- [TASK OBJECTIVE]: Set down every entry word for word. Omit the pictures.

═══ DATA LISTING ═══

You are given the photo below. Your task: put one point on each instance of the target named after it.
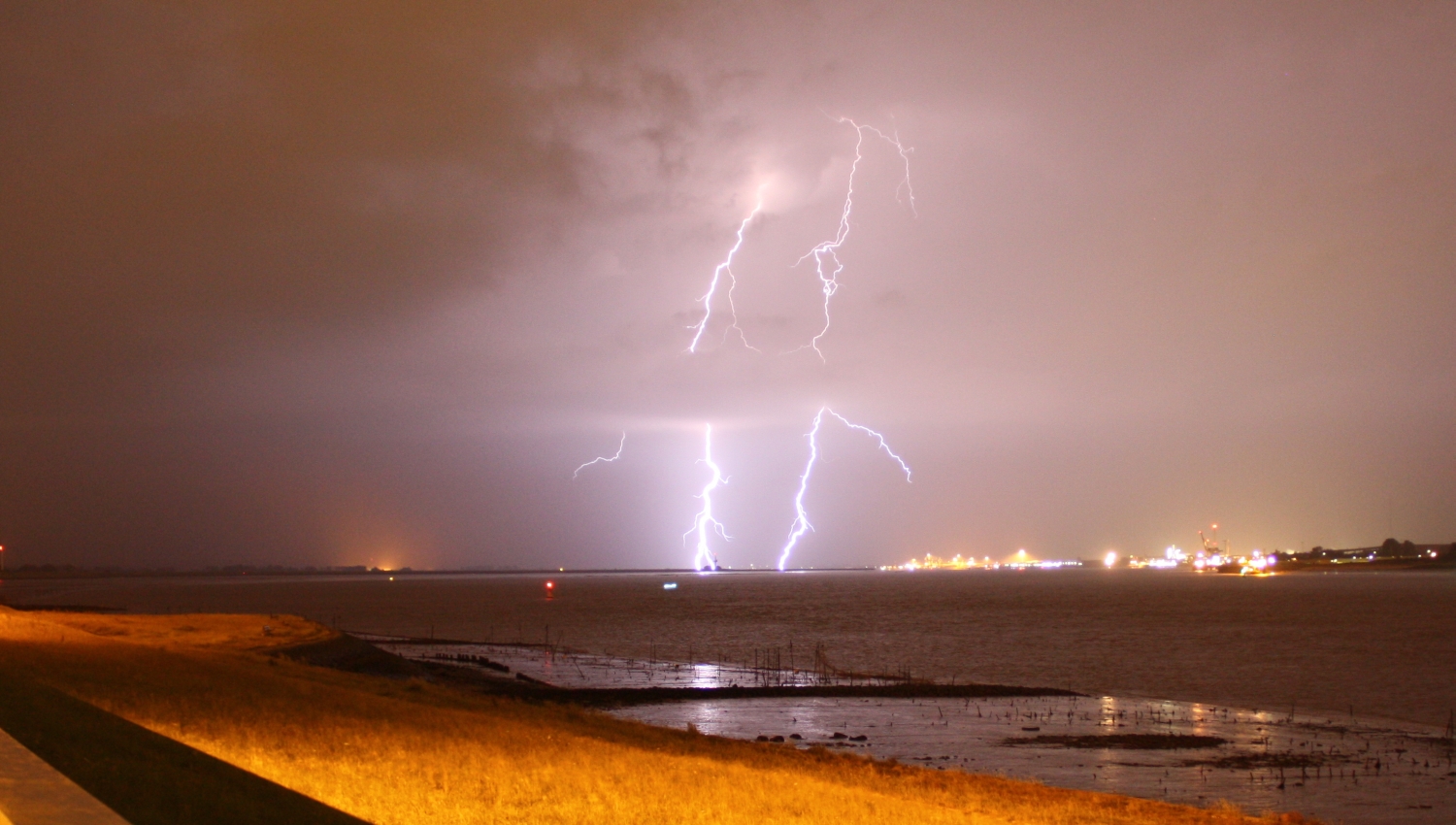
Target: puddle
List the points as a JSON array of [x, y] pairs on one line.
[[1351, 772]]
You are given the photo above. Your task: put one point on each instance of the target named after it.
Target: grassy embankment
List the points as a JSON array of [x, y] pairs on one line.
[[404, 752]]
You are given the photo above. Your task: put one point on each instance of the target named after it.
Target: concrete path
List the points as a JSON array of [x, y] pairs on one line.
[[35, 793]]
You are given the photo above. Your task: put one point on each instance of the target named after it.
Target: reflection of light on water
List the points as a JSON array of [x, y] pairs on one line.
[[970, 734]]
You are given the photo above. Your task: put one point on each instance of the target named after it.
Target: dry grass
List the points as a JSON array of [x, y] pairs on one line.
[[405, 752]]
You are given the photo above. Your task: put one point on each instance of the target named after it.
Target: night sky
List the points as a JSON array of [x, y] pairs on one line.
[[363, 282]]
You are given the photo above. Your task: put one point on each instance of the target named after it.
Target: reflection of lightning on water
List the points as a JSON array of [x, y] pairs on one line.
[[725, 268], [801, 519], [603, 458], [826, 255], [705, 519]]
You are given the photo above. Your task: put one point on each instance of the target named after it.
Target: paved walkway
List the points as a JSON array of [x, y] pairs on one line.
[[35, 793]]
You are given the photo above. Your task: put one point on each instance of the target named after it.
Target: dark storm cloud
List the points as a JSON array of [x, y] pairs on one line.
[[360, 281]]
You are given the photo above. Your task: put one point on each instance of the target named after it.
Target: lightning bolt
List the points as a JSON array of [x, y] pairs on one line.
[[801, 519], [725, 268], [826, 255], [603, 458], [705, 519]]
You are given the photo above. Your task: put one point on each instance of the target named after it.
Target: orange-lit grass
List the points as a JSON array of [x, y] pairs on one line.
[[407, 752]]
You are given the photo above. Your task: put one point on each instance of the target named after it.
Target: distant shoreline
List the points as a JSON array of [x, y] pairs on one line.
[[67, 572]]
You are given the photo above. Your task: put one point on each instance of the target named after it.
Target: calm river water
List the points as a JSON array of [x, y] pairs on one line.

═══

- [SOLUTION FOR THIS TASK]:
You are given the photo below. Your task: put one point on each instance of the target named after it.
Target: puddle
List the points as a JSON array of [x, y] pairs on one line.
[[1351, 772]]
You are given the photo above. Your task: put one point on each instance of the target named after it.
Target: grassy embankment
List the points as a JSON array of [x, y] pairs on one line.
[[404, 752]]
You are given the photo above. Your task: put one point on each instance of the target named after it.
Target: concrete path
List the points as a JSON array of [x, y] pairs on one line.
[[35, 793]]
You are given the photo above. Your task: put one point on each instance of the target named after it.
Target: reflection of light on water
List the points as a JSON array of [x, y] pairs on one line.
[[970, 734]]
You are given the photo above. Your task: put one point on each instance of the target named after it.
Target: dry grass
List the points as a JSON array of [x, y] pairs on one line.
[[405, 752]]
You are given the photo above. Your task: put one point on each instance of the target named after it.
Target: night sky
List the points as a JSON array of [x, y] pairs on one line.
[[363, 282]]
You are given the photo above. Your task: put one point on each instance of the target named after it.
Target: reflection of lightning on water
List the points as a JSON array of [x, y] pairs on one line.
[[725, 268], [801, 519], [603, 458], [826, 255], [705, 519]]
You are given the photo above. Your task: put one point on each instance of the target named after it.
Target: paved walkway
List the points as a JSON array of [x, y] pairs on one line.
[[35, 793]]
You are given the photo above. Your task: put one point on each instance of the target named after it.
Target: dark storm cloud
List the points as a JSON array of [x, y] pairs on one line.
[[360, 281]]
You are given the photo above. Your task: put one point on each instance of the target named after it.
Target: lightning bolt
List the points as a JSON array of [x, y] pairs on one line.
[[801, 519], [725, 268], [826, 255], [603, 458], [705, 519]]
You are given the photo above. Your task: put one point on each instance of the target named after it.
Target: orange-lit grass
List the points as a JSON array of [x, y] pairs on one line.
[[407, 752]]
You are given the photo above. Your task: put one point on each instance of the target named after it.
Target: distant shoreline
List the points as a JSON array of [x, y] pairs on one line.
[[67, 572]]
You are given the photo above. Your task: put one point on each instance of the target named after it.
Target: calm river water
List the points as a JSON array of [x, y] pairs on one line.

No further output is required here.